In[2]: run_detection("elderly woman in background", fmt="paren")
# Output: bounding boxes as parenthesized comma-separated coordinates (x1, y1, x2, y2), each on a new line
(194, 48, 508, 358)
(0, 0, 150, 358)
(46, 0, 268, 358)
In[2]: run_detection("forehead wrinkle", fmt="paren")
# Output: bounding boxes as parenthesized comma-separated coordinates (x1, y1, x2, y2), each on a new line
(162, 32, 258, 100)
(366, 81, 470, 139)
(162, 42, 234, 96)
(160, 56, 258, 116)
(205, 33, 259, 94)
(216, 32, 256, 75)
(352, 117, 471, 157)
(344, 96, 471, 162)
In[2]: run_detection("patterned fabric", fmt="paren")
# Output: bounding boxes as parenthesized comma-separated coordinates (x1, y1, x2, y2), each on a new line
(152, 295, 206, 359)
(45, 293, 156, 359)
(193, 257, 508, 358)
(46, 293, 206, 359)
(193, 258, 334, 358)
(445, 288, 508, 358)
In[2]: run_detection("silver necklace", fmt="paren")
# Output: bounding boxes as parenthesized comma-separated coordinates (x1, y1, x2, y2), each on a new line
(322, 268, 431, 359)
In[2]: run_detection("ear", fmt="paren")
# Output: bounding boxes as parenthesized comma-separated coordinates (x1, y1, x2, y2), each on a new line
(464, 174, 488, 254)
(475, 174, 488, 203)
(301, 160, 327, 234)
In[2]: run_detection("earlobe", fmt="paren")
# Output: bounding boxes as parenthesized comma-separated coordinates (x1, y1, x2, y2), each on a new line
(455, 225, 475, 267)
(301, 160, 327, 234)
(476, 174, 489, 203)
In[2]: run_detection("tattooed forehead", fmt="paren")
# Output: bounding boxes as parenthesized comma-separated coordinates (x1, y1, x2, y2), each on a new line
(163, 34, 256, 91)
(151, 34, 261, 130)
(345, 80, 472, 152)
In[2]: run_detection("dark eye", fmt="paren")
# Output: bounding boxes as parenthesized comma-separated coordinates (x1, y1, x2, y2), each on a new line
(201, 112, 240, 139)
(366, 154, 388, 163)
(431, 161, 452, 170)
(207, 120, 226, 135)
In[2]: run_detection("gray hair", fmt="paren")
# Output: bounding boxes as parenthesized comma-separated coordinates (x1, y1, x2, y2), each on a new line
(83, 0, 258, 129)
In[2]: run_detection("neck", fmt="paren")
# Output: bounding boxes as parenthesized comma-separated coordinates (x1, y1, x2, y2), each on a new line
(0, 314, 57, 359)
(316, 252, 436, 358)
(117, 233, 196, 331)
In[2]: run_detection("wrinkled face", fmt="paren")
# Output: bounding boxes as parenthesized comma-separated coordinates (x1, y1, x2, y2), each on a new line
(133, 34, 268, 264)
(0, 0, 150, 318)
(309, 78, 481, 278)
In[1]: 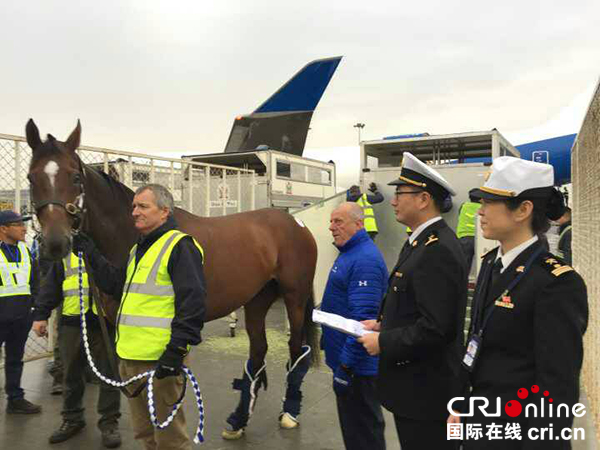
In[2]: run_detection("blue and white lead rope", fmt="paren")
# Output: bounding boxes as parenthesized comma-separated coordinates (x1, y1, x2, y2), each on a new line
(76, 252, 205, 444)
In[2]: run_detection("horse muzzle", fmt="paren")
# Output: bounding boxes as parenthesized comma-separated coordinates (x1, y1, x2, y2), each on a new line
(41, 231, 72, 260)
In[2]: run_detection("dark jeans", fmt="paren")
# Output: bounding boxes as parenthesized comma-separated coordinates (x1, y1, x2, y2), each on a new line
(59, 322, 121, 430)
(335, 375, 386, 450)
(394, 414, 458, 450)
(0, 314, 32, 401)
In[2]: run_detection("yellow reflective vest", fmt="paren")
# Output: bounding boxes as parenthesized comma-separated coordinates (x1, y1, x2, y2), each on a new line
(356, 194, 378, 233)
(117, 230, 204, 361)
(62, 253, 96, 316)
(0, 242, 31, 297)
(456, 202, 481, 238)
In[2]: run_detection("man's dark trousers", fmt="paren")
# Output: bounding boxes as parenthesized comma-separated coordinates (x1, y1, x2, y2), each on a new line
(59, 322, 121, 430)
(0, 314, 33, 401)
(335, 375, 386, 450)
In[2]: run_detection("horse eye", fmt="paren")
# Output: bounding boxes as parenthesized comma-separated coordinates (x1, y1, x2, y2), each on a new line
(73, 174, 81, 184)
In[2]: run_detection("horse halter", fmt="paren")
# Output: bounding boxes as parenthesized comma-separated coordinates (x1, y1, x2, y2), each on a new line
(32, 160, 87, 234)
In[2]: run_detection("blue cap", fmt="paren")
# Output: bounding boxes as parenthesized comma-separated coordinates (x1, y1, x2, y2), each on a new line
(0, 210, 32, 226)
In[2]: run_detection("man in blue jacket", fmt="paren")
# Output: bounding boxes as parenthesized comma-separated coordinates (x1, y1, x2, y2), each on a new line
(321, 202, 388, 450)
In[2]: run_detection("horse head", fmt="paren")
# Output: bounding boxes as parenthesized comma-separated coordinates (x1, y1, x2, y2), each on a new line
(26, 119, 86, 260)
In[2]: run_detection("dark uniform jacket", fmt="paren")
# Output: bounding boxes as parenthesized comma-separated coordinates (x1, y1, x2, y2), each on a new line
(377, 218, 467, 420)
(85, 217, 207, 350)
(0, 242, 39, 321)
(464, 240, 587, 448)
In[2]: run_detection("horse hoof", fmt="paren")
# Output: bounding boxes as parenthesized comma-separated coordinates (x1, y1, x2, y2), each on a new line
(279, 412, 299, 429)
(221, 428, 244, 440)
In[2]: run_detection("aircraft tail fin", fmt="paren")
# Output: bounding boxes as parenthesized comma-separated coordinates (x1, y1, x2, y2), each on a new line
(224, 56, 342, 156)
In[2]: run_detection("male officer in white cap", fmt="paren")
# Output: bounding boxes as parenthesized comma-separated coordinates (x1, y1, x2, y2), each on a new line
(359, 152, 467, 449)
(449, 157, 587, 449)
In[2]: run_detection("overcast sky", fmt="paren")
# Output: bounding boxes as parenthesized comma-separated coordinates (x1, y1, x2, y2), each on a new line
(2, 0, 599, 187)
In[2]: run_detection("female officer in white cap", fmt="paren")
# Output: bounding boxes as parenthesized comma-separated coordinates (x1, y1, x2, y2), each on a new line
(450, 157, 588, 449)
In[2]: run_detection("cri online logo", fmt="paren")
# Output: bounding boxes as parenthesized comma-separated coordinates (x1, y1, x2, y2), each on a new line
(448, 385, 586, 418)
(506, 385, 548, 417)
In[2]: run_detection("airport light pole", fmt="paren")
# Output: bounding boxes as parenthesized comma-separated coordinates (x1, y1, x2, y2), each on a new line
(353, 123, 365, 145)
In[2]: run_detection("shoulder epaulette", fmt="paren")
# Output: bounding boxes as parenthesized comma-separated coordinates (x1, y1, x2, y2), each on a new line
(540, 253, 574, 277)
(424, 231, 439, 247)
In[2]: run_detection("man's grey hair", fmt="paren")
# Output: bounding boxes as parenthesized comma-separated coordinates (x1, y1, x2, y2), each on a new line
(135, 184, 175, 215)
(337, 202, 364, 222)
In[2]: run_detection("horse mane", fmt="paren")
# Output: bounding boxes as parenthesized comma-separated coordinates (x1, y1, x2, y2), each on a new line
(85, 164, 134, 201)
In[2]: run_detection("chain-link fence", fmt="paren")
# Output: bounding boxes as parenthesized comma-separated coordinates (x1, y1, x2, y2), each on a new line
(0, 133, 255, 365)
(572, 79, 600, 442)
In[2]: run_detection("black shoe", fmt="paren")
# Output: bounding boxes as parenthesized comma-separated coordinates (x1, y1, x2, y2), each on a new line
(101, 426, 122, 449)
(49, 420, 86, 444)
(51, 379, 63, 396)
(6, 398, 42, 414)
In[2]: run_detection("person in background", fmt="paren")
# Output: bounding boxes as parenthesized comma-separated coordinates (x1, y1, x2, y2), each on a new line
(322, 202, 388, 450)
(33, 250, 122, 447)
(556, 206, 572, 265)
(347, 183, 384, 240)
(0, 210, 42, 414)
(456, 193, 481, 273)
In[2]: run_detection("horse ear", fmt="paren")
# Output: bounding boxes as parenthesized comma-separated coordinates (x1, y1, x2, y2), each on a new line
(26, 119, 42, 150)
(65, 119, 82, 153)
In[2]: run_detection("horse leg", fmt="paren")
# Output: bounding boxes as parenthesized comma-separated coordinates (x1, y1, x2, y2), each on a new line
(221, 282, 277, 440)
(279, 286, 313, 429)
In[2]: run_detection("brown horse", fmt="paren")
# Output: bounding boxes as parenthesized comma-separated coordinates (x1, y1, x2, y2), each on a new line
(25, 119, 319, 436)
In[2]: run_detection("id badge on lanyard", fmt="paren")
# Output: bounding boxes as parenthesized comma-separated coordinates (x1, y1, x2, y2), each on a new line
(462, 333, 482, 372)
(462, 246, 544, 373)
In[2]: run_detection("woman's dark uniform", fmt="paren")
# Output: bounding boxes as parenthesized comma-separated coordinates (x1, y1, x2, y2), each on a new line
(460, 157, 588, 450)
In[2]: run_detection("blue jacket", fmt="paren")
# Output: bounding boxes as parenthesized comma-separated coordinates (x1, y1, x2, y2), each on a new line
(320, 228, 388, 376)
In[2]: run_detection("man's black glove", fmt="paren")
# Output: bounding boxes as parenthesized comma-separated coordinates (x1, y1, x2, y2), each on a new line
(72, 232, 96, 255)
(368, 182, 378, 193)
(155, 345, 187, 379)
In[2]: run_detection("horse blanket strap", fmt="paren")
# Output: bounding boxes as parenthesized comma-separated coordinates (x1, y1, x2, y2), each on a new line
(77, 252, 206, 444)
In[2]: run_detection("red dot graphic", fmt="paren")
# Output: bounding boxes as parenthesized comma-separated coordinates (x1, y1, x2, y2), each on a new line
(505, 400, 522, 418)
(531, 385, 539, 393)
(544, 391, 549, 397)
(549, 398, 553, 403)
(517, 388, 529, 399)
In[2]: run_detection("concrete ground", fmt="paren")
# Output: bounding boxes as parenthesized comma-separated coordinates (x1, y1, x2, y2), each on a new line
(0, 301, 598, 449)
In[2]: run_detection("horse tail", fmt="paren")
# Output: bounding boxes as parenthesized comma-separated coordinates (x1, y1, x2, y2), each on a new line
(303, 287, 320, 367)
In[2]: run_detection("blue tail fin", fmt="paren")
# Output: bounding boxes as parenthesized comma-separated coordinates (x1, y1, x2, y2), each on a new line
(224, 57, 342, 156)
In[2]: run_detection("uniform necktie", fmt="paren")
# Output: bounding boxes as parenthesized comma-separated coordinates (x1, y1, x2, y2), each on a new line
(491, 258, 503, 286)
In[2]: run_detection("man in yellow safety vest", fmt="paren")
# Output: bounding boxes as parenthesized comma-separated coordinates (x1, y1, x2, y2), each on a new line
(0, 210, 42, 415)
(347, 183, 384, 240)
(33, 251, 122, 447)
(72, 184, 207, 450)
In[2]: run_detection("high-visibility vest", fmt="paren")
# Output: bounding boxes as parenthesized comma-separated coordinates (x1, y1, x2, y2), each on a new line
(456, 202, 481, 238)
(117, 230, 204, 361)
(62, 253, 96, 316)
(0, 242, 31, 297)
(357, 194, 378, 233)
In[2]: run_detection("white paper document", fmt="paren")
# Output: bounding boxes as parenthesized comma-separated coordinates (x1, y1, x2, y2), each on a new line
(313, 310, 374, 338)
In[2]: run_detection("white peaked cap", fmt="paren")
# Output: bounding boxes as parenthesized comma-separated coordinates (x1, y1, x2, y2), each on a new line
(471, 156, 555, 199)
(388, 152, 456, 197)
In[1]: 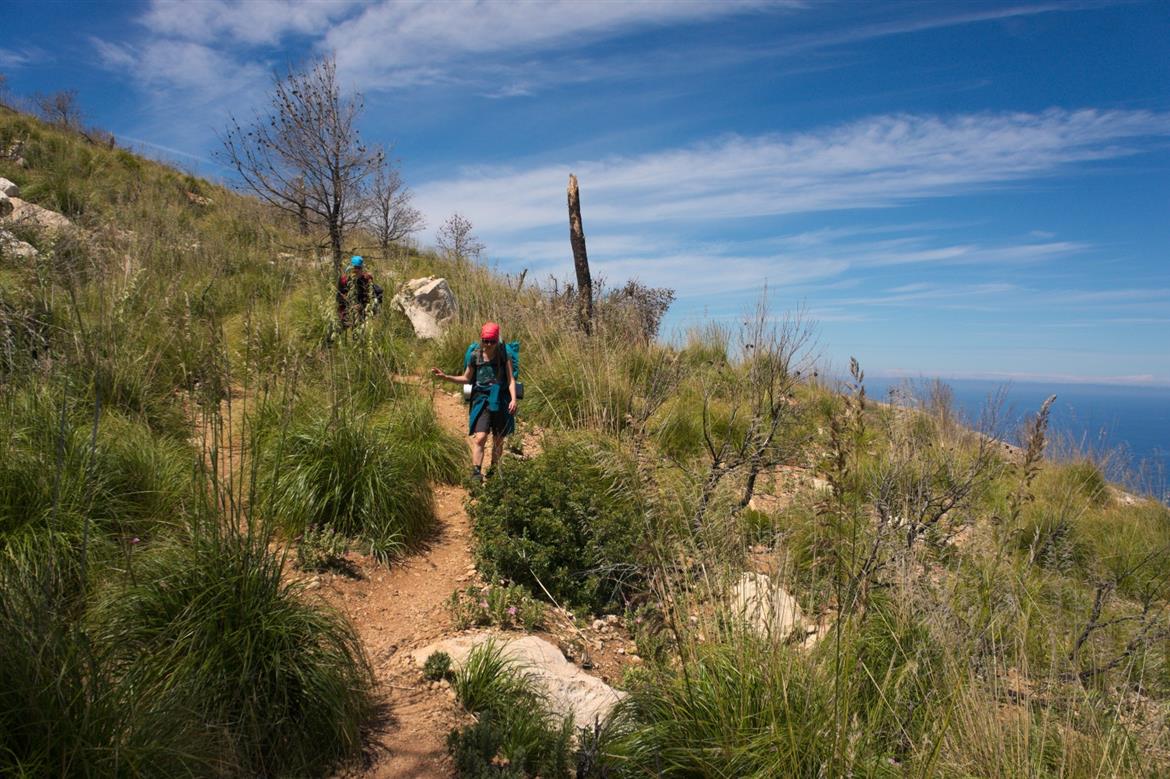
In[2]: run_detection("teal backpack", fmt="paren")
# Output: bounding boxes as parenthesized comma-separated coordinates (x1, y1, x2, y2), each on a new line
(463, 341, 523, 402)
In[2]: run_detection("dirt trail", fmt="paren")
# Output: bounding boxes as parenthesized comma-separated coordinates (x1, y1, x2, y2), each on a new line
(325, 387, 479, 778)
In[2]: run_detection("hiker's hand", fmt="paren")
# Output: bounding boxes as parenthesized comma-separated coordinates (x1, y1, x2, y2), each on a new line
(508, 398, 517, 414)
(430, 367, 445, 380)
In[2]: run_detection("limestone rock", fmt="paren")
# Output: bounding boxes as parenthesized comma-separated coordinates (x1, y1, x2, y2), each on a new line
(730, 572, 805, 640)
(2, 197, 73, 234)
(0, 178, 18, 198)
(393, 276, 457, 340)
(0, 194, 11, 219)
(413, 633, 625, 727)
(0, 229, 38, 260)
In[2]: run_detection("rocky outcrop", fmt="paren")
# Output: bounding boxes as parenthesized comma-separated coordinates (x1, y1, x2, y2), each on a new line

------------------------

→ TASK:
Filter the listing above by the word "jacket"; copy each line that passes.

→ RESPONSE TO THIS TASK:
In[2]: run_detection("man in blue jacket", fmt="paren")
In[2]: run_detection("dark uniform jacket", fmt="paren")
In[2]: run_detection("blue jacket", fmt="paren")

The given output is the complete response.